(Aim of the task):
Pull out every line of the records that contains the word "house", matching case exactly.

(Exercise data):
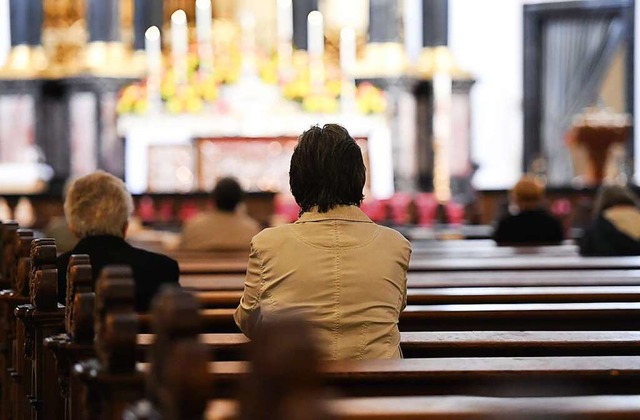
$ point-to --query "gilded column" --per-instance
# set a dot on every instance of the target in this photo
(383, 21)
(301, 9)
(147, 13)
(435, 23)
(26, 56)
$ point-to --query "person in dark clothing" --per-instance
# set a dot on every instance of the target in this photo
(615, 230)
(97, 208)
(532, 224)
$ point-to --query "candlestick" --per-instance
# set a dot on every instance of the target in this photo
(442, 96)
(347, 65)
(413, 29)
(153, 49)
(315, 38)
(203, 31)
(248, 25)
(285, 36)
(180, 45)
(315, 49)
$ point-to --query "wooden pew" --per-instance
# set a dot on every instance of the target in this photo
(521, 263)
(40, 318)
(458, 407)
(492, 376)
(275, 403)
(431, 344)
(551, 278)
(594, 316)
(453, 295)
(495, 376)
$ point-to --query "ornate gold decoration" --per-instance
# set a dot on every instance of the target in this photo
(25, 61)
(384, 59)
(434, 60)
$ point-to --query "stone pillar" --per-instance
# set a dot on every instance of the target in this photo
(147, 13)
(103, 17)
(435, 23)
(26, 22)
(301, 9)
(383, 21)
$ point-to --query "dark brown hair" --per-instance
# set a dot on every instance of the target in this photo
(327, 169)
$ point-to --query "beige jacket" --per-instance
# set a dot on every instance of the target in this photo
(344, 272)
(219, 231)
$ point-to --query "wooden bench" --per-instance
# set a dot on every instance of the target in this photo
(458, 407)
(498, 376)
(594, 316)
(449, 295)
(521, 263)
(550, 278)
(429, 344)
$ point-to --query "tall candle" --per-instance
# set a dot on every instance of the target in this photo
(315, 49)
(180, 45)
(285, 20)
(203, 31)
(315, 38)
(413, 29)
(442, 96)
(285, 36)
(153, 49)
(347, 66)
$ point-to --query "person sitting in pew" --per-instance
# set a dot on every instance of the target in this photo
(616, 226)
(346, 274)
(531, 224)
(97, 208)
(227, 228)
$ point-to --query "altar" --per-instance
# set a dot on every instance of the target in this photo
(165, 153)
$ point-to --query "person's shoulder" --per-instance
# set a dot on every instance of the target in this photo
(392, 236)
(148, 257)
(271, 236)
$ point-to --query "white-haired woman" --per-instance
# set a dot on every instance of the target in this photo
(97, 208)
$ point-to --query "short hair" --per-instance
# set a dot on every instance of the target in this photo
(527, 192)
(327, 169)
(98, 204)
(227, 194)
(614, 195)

---

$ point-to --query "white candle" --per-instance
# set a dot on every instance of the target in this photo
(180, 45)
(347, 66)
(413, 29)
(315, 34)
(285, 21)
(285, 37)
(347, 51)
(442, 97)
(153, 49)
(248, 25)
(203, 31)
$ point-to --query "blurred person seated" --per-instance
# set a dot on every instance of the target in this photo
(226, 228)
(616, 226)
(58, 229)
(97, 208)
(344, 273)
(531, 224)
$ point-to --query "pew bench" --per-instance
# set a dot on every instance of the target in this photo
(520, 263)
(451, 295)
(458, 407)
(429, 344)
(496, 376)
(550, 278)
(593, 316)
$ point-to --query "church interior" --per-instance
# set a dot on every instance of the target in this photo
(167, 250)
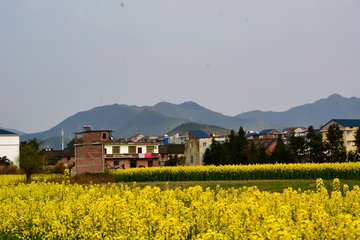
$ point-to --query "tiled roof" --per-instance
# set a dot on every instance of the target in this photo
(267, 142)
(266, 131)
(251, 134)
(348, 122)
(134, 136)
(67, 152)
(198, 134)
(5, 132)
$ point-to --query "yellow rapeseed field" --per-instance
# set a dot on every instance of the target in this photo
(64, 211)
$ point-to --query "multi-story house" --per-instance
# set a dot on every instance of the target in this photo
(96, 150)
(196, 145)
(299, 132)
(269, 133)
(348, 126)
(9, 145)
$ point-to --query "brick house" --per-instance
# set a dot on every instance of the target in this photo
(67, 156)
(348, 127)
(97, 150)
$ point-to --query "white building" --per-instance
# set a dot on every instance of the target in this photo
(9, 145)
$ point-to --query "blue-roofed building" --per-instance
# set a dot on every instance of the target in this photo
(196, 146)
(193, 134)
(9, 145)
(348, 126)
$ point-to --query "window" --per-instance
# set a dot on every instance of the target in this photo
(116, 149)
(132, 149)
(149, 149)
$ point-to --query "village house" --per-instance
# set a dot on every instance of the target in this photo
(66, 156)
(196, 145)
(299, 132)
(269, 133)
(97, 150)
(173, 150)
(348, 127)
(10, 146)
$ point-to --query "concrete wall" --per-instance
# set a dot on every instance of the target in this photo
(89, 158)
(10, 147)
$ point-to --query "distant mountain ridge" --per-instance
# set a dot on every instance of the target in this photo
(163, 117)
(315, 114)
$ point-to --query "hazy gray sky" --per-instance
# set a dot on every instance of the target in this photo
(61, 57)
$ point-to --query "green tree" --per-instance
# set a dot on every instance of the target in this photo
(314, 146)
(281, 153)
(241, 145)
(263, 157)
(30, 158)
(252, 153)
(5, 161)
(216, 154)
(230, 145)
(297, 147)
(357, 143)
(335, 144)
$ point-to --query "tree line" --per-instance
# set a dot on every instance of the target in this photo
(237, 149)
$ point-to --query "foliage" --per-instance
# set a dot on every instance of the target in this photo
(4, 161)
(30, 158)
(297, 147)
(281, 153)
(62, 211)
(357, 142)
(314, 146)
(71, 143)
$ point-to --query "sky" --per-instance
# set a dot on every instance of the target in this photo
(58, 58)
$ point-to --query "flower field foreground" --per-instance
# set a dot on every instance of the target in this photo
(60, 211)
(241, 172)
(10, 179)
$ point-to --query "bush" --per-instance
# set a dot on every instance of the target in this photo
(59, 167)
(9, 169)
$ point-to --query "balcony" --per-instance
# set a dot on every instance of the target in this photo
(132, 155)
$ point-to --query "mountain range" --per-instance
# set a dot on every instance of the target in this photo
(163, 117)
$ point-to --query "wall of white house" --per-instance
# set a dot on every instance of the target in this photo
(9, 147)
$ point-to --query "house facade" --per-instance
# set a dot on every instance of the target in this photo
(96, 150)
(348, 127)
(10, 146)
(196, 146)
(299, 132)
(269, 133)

(Reply to the exercise):
$ point-to --query "multi-story house" --per-instance
$ point-to --query "brick house" --per-instance
$ point-to --query "village house" --per-instance
$ point-to --query "wall of white house" --per-instance
$ point-to --query "house facade" --per-instance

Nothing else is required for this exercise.